Report, in full, each line of the material below in which the string "guitar" occurs.
**********
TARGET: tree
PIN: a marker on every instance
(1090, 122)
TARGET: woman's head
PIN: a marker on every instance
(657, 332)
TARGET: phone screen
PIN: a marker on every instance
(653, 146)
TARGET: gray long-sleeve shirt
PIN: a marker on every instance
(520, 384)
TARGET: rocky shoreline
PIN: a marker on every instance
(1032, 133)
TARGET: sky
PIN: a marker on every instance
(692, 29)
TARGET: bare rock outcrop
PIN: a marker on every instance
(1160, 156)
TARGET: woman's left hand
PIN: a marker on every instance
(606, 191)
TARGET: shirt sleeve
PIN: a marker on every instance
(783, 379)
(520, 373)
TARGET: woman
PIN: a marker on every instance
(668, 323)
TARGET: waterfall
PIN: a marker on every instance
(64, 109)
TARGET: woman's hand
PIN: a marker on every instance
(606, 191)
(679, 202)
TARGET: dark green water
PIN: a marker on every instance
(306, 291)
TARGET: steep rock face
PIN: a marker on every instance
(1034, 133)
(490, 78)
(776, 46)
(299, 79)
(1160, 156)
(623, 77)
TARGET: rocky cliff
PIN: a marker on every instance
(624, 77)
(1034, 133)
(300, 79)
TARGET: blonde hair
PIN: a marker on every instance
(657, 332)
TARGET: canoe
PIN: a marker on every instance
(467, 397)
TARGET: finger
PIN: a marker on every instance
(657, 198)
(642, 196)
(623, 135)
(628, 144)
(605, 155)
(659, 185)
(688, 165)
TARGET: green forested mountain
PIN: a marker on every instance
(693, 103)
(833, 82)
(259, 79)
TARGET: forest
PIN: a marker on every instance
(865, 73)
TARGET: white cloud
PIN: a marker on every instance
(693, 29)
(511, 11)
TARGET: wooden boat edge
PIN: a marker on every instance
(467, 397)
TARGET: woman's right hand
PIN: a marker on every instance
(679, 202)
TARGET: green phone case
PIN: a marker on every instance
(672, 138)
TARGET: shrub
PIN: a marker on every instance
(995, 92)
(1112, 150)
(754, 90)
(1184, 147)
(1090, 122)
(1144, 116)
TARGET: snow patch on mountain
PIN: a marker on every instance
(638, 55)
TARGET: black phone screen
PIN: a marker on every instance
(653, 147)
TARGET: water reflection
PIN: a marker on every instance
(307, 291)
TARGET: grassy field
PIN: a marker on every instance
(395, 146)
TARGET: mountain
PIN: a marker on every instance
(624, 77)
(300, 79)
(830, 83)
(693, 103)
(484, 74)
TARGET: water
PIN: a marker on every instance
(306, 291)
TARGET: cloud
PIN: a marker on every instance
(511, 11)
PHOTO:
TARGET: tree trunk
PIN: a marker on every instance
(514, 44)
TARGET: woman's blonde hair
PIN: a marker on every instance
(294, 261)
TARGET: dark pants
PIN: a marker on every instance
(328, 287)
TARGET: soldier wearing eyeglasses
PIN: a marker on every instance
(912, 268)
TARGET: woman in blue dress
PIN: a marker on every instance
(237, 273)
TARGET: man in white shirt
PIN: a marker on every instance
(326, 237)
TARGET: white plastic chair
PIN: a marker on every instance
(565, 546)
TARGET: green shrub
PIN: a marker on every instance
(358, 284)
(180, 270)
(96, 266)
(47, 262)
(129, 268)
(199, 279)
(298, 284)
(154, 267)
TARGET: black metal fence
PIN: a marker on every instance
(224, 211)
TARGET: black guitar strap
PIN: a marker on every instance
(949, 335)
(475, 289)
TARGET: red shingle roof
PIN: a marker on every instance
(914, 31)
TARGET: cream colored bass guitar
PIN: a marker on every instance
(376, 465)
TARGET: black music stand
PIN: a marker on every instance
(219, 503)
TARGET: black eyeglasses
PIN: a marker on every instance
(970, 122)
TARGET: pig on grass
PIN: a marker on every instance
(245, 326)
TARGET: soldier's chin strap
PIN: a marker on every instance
**********
▸ Response to this task
TARGET: black guitar strap
TARGET: cream colored bass guitar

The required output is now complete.